§ Task instructions
Report every line from the following entries that contains the string "hand".

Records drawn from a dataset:
────────────────────────────────────────

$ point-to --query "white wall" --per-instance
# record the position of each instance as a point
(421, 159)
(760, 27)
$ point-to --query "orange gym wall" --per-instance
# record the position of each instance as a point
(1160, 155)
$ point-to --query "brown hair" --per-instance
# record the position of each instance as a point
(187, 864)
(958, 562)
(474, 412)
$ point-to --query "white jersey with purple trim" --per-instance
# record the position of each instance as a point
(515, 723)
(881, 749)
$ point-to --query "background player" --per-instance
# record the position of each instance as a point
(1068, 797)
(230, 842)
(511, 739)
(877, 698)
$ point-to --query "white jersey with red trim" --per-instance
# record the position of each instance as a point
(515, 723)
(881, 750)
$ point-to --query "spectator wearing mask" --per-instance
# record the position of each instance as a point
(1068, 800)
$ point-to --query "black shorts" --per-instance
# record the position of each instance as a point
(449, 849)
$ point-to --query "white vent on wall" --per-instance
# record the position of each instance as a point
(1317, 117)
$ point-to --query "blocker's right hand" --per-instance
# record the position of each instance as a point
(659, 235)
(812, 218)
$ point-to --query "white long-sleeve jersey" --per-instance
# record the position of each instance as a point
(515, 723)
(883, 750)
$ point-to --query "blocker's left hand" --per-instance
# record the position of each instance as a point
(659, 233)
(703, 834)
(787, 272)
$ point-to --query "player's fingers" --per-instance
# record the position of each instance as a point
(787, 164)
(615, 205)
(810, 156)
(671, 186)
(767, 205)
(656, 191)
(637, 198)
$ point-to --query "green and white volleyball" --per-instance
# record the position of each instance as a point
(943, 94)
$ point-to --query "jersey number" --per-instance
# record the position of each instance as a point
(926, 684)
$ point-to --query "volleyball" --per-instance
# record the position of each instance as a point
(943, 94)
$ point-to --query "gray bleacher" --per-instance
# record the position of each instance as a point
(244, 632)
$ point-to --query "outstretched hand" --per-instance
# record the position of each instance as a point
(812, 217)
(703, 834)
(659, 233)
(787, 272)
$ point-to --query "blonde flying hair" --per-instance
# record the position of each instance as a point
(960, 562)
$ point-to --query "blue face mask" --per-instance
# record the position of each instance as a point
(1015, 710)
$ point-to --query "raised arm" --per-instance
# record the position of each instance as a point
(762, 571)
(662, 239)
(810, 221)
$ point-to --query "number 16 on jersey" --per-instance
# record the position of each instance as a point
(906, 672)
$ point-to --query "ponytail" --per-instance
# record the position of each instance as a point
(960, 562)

────────────────────────────────────────

§ Answer for the task
$ point-to --query "blocker's right hand" --per-instance
$ point-to --query "blocker's left hand" --per-instance
$ point-to --query "outstretched hand" --per-instance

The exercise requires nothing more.